TASK SET:
a) In the passage on education and dementia, what kind of factor is adult SES in the developmental model?
b) Summarize the passage on education and dementia in two sentences.
c) Pick up the passage on education and dementia after its last sentence and continue it.

To illustrate this point, we present a developmental framework (See Figure 6) that expands on a model identifying relationship between childhood mental ability and survival.⁹⁵ In our model, educational attainment is influenced by pre-education factors that contribute to cognitive development such as genetics, parental socioeconomic status (SES) and socioemotional influences. Brain development is an unmeasured baseline factor that influences access to early education and the ability to profit from education. Adult SES is a post-education factor, strongly related to educational attainment (particularly in developed regions). Adult SES, in turn, is associated with environments, such as occupation or exposure to toxins, and to behaviors such as diet, exercise, and lifestyle. In this model, level of education does not affect risk for dementia directly, but it affects (and is affected by) a multitude of factors across the lifespan.

FIGURE 6.

Lifespan Developmental Model for a Relationship between Education and Dementia. (Note. Adapted from Deary IJ, Whiteman MC, Starr JM, et al. The impact of childhood intelligence on later life: following up the Scottish mental surveys of 1932 and 1947. J Pers Soc Psychol. 2004;86:130–147 Copyright 2004 by the American Psychological Association)

In support of the cognitive reserve theory, it seems that low education has a stronger association with dementia when education is reflective of cognitive capacity rather than privilege and when low education is associated with other risk factors across the lifespan. However, the amount of education that is subsequently associated with a statistical risk for dementia is contingent on an individual’s environment and can vary greatly across populations, cohorts, gender and race/ethnicity. Finally, educational attainment is not a static event. It seems that for some individuals, years of education may correspond to a greater interest in learning or a tendency to seek out cognitively stimulating activities across the lifespan. For other individuals, years of formal education tells us little about their subsequent cognitive endeavors.

RECORDED INFORMATION:
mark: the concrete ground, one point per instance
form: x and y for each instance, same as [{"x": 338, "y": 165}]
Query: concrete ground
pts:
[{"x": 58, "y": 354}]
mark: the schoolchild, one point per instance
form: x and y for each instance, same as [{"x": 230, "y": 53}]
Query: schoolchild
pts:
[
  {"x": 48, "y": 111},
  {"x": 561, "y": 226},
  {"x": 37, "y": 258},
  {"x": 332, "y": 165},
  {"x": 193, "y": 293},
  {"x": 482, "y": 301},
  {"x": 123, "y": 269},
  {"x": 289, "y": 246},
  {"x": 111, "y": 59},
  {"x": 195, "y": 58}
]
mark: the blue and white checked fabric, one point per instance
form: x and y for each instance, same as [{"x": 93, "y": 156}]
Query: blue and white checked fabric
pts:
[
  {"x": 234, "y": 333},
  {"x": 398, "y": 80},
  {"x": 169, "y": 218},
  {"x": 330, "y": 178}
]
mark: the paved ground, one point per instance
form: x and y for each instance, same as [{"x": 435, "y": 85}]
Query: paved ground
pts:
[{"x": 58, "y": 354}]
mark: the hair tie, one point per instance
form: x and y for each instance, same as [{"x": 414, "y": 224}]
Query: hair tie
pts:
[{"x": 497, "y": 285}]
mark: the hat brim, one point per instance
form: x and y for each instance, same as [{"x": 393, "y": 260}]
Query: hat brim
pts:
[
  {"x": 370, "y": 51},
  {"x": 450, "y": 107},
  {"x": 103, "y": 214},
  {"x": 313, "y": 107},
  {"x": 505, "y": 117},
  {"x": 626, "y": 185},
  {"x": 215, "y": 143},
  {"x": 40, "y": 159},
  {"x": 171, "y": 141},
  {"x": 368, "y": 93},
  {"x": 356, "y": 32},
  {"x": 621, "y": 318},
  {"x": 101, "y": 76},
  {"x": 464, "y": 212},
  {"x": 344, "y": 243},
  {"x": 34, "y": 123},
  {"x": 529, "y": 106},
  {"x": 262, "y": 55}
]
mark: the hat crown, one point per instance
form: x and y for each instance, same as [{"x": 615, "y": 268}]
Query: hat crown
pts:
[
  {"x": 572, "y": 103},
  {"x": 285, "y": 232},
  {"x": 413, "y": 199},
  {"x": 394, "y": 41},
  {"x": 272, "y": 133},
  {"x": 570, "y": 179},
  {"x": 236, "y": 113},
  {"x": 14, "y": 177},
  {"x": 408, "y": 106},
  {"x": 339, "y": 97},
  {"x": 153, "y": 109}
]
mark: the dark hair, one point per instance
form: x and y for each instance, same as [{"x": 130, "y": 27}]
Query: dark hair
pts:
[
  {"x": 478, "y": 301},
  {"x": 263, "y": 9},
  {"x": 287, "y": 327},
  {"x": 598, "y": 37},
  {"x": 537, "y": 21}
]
---
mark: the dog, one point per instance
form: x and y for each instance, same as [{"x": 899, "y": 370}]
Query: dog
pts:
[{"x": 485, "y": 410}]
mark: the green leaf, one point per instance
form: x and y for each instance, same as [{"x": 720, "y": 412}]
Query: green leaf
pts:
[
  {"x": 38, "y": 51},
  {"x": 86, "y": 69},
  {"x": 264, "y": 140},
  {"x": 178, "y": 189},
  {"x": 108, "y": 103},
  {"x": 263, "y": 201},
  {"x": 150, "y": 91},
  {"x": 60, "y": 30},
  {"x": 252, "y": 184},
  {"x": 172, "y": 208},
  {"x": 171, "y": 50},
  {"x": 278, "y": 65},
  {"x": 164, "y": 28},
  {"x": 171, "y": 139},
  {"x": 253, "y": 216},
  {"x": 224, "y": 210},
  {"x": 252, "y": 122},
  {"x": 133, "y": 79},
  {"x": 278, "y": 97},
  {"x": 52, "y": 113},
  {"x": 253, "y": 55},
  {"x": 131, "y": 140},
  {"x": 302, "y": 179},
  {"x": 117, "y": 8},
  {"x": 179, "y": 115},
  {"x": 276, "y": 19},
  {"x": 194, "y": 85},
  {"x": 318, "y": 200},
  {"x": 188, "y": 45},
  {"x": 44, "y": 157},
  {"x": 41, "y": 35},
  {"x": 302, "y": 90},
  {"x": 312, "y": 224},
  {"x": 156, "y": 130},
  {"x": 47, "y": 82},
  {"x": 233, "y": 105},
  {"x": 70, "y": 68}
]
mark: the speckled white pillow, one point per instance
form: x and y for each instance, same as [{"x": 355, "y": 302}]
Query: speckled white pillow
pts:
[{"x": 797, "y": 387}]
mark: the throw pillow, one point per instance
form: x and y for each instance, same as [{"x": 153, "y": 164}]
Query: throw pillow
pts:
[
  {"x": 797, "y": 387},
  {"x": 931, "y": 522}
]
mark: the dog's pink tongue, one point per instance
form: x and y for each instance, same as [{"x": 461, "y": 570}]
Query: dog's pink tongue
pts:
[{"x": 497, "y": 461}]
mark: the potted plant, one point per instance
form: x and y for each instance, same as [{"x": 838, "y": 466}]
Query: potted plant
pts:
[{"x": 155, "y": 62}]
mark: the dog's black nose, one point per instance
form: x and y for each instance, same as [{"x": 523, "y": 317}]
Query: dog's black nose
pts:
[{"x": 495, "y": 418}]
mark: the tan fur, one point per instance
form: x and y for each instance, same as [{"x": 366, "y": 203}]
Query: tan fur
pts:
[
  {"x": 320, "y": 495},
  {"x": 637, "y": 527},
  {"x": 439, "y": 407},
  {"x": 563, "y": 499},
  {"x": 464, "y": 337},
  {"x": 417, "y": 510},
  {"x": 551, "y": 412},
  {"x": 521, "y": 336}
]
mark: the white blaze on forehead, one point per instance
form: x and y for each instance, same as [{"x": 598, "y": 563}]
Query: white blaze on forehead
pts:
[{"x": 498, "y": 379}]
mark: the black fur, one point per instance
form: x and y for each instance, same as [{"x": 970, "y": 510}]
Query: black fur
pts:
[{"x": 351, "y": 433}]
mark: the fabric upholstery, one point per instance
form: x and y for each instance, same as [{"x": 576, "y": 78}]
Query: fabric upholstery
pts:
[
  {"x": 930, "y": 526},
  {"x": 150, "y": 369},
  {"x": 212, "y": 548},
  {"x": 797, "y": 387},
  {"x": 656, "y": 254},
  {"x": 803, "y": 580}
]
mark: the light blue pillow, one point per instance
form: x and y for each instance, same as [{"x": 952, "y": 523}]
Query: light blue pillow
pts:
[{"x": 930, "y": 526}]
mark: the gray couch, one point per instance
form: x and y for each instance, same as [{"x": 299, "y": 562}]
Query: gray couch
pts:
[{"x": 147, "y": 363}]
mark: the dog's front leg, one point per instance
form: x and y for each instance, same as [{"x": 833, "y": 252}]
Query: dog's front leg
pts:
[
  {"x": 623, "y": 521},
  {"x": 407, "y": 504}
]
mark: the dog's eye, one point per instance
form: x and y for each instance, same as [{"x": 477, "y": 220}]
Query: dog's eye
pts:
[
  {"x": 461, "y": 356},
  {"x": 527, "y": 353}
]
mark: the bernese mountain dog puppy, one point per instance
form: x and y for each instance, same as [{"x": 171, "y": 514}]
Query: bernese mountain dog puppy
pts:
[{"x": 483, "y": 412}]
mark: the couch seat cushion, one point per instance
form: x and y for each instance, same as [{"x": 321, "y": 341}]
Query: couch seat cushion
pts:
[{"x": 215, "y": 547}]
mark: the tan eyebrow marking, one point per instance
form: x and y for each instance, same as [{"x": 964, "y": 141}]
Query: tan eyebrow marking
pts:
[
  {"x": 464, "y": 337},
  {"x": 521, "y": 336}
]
==
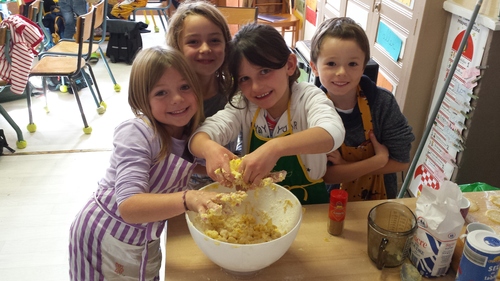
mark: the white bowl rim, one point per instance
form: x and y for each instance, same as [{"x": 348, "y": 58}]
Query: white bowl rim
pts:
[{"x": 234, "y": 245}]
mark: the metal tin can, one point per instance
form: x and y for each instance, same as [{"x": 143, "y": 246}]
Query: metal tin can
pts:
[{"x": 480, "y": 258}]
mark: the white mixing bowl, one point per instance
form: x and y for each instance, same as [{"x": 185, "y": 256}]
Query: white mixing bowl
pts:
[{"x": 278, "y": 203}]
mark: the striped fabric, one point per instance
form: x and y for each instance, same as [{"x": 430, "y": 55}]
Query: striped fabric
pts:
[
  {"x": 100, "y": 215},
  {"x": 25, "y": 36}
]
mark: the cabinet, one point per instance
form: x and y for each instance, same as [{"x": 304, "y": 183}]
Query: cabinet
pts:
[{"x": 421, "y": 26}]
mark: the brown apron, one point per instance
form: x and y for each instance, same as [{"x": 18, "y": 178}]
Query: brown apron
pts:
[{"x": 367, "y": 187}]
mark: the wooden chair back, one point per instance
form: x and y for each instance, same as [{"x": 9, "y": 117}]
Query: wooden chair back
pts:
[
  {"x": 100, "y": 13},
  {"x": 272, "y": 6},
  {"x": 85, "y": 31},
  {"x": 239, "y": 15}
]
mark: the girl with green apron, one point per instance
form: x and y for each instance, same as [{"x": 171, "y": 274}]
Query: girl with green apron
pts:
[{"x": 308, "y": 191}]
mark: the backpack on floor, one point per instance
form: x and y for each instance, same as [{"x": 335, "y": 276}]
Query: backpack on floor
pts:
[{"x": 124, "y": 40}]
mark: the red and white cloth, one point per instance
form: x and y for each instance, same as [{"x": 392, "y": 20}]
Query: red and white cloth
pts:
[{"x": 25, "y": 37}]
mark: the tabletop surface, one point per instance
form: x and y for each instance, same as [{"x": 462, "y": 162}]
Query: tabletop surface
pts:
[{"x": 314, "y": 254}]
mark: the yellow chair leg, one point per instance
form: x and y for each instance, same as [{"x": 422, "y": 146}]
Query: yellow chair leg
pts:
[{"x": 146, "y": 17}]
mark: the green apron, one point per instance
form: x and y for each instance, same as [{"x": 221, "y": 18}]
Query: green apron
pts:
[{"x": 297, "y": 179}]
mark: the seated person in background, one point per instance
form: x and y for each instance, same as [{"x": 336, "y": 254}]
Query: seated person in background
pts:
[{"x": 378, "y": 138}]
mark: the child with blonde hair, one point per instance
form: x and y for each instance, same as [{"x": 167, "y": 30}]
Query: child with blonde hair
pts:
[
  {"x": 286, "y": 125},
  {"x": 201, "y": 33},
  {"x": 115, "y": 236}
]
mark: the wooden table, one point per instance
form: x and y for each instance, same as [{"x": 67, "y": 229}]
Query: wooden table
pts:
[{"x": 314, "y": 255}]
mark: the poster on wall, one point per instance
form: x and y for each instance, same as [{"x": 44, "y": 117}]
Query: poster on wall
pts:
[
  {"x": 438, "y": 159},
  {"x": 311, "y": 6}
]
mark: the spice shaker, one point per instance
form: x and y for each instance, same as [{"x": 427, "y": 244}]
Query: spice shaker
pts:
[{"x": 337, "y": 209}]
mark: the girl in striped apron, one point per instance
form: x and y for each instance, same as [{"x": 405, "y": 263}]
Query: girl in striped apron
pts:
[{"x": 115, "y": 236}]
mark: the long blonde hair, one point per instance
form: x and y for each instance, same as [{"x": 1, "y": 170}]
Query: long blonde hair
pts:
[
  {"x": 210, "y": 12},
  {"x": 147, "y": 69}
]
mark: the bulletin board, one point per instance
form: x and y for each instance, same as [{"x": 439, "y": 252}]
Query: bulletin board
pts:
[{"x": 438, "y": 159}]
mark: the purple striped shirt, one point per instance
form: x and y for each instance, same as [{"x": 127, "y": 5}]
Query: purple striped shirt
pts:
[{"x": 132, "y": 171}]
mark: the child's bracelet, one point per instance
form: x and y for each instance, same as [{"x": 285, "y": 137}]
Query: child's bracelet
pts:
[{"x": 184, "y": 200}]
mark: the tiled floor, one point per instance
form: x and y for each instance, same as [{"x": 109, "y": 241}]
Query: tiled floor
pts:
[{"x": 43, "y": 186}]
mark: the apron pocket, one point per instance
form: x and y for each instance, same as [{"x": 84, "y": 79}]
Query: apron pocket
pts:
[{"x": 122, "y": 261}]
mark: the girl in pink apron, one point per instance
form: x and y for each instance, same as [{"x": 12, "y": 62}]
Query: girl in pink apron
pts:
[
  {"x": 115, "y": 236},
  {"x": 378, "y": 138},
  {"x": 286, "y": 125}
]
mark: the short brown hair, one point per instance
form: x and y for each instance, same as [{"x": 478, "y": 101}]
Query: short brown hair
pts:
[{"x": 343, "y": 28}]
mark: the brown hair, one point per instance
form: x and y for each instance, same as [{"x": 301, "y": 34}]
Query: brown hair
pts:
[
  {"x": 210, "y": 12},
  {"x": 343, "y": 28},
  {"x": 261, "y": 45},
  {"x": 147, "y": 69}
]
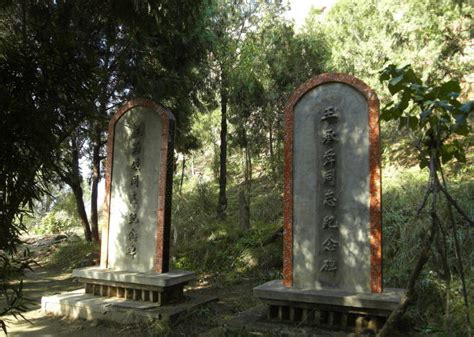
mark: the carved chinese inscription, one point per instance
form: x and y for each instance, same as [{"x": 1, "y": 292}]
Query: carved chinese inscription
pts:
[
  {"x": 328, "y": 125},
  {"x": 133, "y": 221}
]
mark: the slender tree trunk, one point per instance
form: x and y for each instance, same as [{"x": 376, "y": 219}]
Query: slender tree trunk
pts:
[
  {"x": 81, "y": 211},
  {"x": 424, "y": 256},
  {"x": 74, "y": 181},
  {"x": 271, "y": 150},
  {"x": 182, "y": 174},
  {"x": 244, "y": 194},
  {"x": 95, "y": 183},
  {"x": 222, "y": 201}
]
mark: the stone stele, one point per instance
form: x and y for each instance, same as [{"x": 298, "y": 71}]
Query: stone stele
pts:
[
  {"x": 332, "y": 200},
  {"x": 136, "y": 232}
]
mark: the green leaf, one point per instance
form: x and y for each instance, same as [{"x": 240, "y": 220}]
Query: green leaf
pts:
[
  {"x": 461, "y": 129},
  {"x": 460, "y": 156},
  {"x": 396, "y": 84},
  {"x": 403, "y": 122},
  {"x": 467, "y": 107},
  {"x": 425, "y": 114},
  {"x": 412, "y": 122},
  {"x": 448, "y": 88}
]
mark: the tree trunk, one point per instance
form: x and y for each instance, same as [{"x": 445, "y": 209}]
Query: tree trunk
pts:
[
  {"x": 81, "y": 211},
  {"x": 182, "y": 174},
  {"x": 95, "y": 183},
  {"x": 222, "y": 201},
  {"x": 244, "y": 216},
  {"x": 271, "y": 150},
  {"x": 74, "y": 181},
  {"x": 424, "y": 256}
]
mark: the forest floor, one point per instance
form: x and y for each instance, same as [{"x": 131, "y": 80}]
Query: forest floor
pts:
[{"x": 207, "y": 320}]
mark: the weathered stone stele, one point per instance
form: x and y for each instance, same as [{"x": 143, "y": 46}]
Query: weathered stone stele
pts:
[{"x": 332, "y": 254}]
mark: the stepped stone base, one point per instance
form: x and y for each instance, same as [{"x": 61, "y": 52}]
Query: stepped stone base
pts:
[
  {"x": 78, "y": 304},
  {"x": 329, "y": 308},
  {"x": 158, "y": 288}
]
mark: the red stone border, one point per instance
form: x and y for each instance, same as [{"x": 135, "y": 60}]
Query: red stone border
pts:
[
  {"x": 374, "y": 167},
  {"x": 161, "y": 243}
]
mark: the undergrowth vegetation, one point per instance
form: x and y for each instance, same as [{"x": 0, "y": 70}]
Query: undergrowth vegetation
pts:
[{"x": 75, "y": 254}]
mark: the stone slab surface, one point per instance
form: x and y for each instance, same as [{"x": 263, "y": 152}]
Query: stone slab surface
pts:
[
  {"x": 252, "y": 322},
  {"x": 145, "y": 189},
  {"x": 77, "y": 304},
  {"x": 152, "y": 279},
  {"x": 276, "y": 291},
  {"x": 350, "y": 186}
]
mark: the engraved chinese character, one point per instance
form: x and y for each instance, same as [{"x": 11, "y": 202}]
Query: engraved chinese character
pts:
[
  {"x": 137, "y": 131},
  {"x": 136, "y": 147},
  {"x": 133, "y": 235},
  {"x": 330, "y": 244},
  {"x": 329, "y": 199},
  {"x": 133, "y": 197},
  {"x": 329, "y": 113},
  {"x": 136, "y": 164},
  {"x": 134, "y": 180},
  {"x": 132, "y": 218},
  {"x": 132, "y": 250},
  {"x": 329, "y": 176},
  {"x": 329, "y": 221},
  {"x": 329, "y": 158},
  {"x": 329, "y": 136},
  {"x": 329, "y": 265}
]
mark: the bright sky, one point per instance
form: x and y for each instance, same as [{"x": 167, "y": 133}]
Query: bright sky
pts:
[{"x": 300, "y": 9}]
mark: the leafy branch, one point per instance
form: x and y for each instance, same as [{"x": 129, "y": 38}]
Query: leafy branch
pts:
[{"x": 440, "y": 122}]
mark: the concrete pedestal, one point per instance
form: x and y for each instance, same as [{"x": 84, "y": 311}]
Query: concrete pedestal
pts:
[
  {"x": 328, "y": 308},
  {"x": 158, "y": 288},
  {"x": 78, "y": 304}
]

TASK-BY-TASK RESULTS:
a) Adult SES is a post-education factor that is strongly related to educational attainment, particularly in developed regions.

b) The developmental model presented treats education as a factor that affects, and is affected by, many influences across the lifespan, such as genetics, parental SES, brain development, adult SES, environments and behaviors, rather than one that affects dementia risk directly. Low education appears more strongly linked to dementia when it reflects cognitive capacity rather than privilege and accompanies other lifetime risk factors, though the level of risk varies across populations, and years of schooling reveal more about later cognitive activity for some people than for others.

c)
STRENGTHS AND LIMITATIONS

We attempted to be as inclusive as possible in this review covering the last 25 years of the literature. We included both prevalence and incidence studies and did not exclude case-control studies or studies with small sample sizes. However, it is possible that relevant studies were excluded because of how dementia was diagnosed or how the data were reported. As with any review, negative publication bias is an important consideration. It may be that some studies did not find an association between education and dementia and these nonsignificant findings were not reported in a published paper. Any exclusion of nonsignificant findings would warrant an even more cautious discussion of the association between education and dementia. Methodological challenges to this current review included the multiple and potentially conflicting results due to how education was defined and analyzed, multiple dementia outcomes, and varied study populations. Because it was difficult to summarize across such diverse studies, we employed a count system to examine study results. We acknowledge that this approach does not give a statistical account of the association between education and dementia. However, it seemed important to clearly present the pattern of study results across and within this diverse group of study populations.

CONCLUSION

Overall, the results of this review suggest that the education-dementia relationship may be more complex than previously suggested in the aging literature. The results suggest that lower education is associated with an increased risk for dementia for some but not all studies. Further, the level of education that was most associated with dementia risk varied considerably by study region as well as by age, gender, and race/ethnicity. We did not find clear evidence that prevalence studies reported stronger or more consistent significant effects of education on risk for dementia compared to incidence studies. The existence of an education-dementia relationship seems strongly tied to the unique demands of an individual’s environment. We suggest that education is best described as a proxy for a trajectory of life events, beginning prior to and extending beyond the years of formal education, that either increase or decrease an individual’s risk for dementia.